Actions to take »
a) From the text on TB targets and Gujarat Themis Biosyn, write out the passage starting with "On funding side, funds" and going on through "the 2030 milestone.".
b) According to the text on TB targets and Gujarat Themis Biosyn, how much funding was committed in 2021?
c) Continue the text on TB targets and Gujarat Themis Biosyn from where it stops.

Text section »
_ _ _
A picture is worth thousand words:
On a closer look, very evident that outcome are way shorter than targeted numbers. Most underwhelming area being
- TB incident rate reduction by 10% against target of 50%;
- TB death reduction by 6% against target of 75%
- MDR TB treatment for children at 15% of target only.
On funding side, funds committed are at 5.4B USD in 2021 against required 13B USD every year. Likewise, less than 50% funding was made available for TB research against budgeted numbers.
My personal hypothesis/conjecture is, funding agencies will be forced to step-up the fund availability to catch-up on lost years (due to COVID) and to bring the program back on track to meet the 2030 milestone.
Disc: Invested, no transaction in last 60 days
Seems like this is the case all over india
“This quarter we ran optimum capacity utilization and sold entire production volume. However, in previous quarters of Q1 FY24 and Q2 FY23, sales volumes included unsold inventories from the respective previous quarters, which was not the case in Q2 FY24."
Why would unsold inventory be included in sales?
Previous quarter inventory is realised as sales in the current quarter sales.
Gujarat Themis Biosyn: Q2 FY24 Concall Notes:
- Production levels maintained at optimal capacities.
- Higher growth in production and sale of Rifa S than Rifa-O.
- The CAPEX plan is progressing as planned. ( All phases around total 200 Cr.)
_ _ _
Supplied data »

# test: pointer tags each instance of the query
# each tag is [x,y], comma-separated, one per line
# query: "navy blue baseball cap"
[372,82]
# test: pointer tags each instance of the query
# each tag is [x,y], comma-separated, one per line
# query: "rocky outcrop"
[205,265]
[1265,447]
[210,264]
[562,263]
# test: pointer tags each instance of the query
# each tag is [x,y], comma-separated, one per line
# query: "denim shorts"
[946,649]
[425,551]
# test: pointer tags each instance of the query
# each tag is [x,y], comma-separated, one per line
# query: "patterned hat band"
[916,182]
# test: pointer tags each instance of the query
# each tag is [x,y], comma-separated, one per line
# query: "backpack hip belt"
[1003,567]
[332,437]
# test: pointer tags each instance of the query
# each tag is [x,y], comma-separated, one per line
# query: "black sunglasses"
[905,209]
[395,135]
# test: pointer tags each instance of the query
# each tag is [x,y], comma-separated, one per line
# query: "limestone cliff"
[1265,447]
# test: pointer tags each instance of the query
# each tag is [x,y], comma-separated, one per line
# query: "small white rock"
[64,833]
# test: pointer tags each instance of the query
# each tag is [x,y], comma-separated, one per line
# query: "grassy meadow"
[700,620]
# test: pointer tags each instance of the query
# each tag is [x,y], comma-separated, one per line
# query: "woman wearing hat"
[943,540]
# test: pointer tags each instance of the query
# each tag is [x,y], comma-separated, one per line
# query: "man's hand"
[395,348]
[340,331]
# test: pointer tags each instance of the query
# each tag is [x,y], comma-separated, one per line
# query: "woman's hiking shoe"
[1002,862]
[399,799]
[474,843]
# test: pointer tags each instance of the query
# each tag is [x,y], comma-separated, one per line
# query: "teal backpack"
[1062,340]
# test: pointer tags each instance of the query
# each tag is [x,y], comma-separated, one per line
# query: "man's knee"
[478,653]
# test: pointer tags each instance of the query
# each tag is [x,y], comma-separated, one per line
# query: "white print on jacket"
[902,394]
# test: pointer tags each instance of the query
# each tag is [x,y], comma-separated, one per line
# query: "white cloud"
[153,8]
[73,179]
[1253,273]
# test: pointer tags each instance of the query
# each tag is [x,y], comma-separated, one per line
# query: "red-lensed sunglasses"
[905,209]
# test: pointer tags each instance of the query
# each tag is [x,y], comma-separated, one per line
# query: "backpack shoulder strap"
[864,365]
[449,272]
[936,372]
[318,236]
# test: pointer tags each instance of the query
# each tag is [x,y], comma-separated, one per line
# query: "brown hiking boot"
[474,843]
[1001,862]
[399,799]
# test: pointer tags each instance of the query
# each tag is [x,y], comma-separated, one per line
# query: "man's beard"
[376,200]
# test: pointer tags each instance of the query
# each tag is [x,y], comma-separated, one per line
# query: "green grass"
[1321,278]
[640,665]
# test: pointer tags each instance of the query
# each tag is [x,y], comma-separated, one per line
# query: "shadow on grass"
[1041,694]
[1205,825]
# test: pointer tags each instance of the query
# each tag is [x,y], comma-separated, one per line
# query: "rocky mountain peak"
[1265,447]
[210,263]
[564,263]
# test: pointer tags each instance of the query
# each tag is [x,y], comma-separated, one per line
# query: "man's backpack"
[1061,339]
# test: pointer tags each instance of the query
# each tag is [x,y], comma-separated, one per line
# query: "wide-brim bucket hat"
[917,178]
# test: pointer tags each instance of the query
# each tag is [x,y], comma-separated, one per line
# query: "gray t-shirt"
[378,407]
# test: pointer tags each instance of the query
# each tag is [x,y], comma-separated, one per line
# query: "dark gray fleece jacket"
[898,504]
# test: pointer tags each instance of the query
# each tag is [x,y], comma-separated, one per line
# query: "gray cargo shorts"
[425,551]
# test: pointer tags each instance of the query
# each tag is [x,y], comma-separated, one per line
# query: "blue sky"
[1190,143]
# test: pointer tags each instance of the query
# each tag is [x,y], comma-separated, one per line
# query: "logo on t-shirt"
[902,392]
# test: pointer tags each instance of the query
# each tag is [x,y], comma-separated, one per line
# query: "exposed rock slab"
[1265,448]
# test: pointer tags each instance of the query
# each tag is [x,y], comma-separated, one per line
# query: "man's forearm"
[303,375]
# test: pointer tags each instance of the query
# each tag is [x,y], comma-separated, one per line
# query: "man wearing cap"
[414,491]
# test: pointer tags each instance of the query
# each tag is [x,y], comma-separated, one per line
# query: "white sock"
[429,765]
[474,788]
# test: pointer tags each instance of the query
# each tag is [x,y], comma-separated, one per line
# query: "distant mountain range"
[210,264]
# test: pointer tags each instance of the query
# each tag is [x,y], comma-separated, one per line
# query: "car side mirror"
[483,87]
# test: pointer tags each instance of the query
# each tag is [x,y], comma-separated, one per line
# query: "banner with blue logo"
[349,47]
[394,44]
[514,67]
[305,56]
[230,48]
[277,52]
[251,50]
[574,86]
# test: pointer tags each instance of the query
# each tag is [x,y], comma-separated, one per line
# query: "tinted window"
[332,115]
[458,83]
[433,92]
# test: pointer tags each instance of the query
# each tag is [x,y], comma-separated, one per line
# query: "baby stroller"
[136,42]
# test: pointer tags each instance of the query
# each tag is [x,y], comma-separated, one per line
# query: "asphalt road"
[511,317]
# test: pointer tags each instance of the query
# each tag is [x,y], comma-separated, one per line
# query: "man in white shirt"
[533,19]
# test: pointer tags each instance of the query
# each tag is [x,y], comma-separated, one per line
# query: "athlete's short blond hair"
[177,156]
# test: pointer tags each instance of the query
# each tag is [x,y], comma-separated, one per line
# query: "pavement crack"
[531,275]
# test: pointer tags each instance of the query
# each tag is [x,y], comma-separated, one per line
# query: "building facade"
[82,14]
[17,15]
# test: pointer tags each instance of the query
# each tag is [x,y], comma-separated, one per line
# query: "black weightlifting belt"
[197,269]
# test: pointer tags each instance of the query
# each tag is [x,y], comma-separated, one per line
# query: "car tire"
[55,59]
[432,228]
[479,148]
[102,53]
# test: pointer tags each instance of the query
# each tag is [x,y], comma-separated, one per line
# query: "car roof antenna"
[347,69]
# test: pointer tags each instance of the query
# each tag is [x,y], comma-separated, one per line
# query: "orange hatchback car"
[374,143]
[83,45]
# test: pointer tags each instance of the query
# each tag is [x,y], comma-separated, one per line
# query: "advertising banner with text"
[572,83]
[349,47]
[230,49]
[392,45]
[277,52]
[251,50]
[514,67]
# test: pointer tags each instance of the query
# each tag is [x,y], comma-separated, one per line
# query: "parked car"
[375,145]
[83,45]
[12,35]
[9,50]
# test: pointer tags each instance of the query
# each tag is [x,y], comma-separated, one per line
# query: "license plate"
_ _ _
Expected results »
a)
On funding side, funds committed are at 5.4B USD in 2021 against required 13B USD every year. Likewise, less than 50% funding was made available for TB research against budgeted numbers.
My personal hypothesis/conjecture is, funding agencies will be forced to step-up the fund availability to catch-up on lost years (due to COVID) and to bring the program back on track to meet the 2030 milestone.

b) Funds committed were 5.4B USD in 2021, against a required 13B USD every year.

c)
- R&D facility & API block to be commissioned by Dec 2023. Commercial production in next 6-8 months~ August 2024
- Construction of additional fermentation capacity underway, completion by 2025
- Not taking PLI incentive (from center), but taking Gujarat state biotech incentive.
- Moving from single product to diversified products
- Forward integrating into Rifapentine API.
- Strong demand for products.
- Capacity utilization is expected to remain high.
- Anticipation of increased sales with the commissioning of new facilities.
- Focus on Rifapentine as a potential growth driver.
- Q2 FY24 revenues at Rs. 39.65 crores.
- EBITDA at Rs. 16.82 crores.
- PAT at Rs. 12.54 crores.
- Half-yearly revenues at Rs. 89.24 crores.
- EBITDA at Rs. 40.33 crores.
- PAT at Rs. 30.27 crores.
- in the previous quarter, we had sales from unsold built-up inventory from the quarter before that, which has led to higher sales. Since the impact of built-up inventory normalized this quarter, therefore, turnover appears lower than before
- Expecting around 160-170 Cr FY24 revenues
- Development of Rifapentine and other about 12 APIs in progress. But the main is rifapentine.
- Rifapentine also has the potential for treatment of latent tuberculosis
- Definitely expect the margins for Rifapentine to be better than where we are right now
- Potential for a significant increase in revenues from the API block.
- WHO guidelines recommend Rifapentine as the first-line treatment for tuberculosis.
- Potential shift from Rifampicin to Rifapentine.
- Tender opportunities in India and globally.
- Strong relationships with key customers Lupin and Optimus.
- Commitment to maintaining win-win partnerships.
- CAPEX plans for R&D facility, API block, and additional fermentation capacity.
- Potential increase in CAPEX beyond initial estimates. (not significant increase)
- Capacity to produce 7-8 MT of Rifapentine per month. The current Market price of rifapentine is 450$/kg.(37,480 Rs/kg)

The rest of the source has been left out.